• WHAT THE EXERCISE ASKS:
Answer these questions using the text about Arena Pharmaceuticals below:
1. About how much has Arena raised from investors and partners to create its drug?
2. How many patients are in the clinical trial whose results Arena plans to unveil?
3. What is the study called?

#### TEXT UNDER STUDY

San Diego-based Arena Pharmaceuticals has spent a dozen years, and raised almost $1 billion from investors and partners, to create a new drug that helps millions of people lose weight. This month, the company will find out whether the time and money was well spent.
Arena (NASDAQ: ARNA) plans to unveil results of a 4,008-patient clinical trial in September that will answer vital questions about its experimental pill, lorcaserin. The study, called Blossom, is designed to see whether a high or low dose of the treatment can help patients lose weight over a full year compared to a placebo. The study will also look at whether the Arena drug helps with many ailments that stem from obesity—high blood pressure, cholesterol, high blood sugar, and inflammation, to name a few.

########
#### MATERIAL SHOWN

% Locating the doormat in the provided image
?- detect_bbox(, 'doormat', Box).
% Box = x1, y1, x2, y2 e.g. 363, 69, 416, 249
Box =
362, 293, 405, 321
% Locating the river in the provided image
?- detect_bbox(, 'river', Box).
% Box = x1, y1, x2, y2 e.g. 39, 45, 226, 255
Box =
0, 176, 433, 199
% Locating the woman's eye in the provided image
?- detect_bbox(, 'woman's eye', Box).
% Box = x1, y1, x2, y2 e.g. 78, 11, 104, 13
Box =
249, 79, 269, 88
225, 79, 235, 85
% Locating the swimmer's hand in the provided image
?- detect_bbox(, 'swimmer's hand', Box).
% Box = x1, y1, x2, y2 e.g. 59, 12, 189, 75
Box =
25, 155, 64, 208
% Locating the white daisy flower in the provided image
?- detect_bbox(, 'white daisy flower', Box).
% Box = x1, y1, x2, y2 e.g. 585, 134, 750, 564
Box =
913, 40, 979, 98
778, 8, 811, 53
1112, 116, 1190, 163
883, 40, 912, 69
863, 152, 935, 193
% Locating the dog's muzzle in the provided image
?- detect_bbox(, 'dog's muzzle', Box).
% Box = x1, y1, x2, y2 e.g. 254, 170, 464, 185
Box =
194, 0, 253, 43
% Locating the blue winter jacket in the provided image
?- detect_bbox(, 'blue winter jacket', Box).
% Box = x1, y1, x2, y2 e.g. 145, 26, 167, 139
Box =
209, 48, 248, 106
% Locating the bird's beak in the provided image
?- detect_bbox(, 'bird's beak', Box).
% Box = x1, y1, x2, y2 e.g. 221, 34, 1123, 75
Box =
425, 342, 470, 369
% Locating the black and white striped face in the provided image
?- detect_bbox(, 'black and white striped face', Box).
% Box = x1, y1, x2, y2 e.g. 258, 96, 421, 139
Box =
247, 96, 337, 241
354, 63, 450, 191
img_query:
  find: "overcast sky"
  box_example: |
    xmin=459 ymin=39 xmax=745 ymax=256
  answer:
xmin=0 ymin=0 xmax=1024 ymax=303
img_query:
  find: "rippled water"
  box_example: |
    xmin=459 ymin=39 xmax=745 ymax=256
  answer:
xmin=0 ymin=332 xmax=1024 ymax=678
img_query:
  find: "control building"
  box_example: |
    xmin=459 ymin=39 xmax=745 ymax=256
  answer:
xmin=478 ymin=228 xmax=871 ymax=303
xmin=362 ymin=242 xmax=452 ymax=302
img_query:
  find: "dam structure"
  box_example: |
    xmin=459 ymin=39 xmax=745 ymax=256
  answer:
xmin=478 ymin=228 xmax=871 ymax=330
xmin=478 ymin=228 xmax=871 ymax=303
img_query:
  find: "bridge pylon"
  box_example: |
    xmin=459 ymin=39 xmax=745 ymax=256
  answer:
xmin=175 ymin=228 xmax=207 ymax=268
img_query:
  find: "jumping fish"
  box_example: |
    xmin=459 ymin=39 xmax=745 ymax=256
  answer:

########

• ANSWER BELOW:
1. Almost $1 billion.
2. 4,008 patients.
3. Blossom.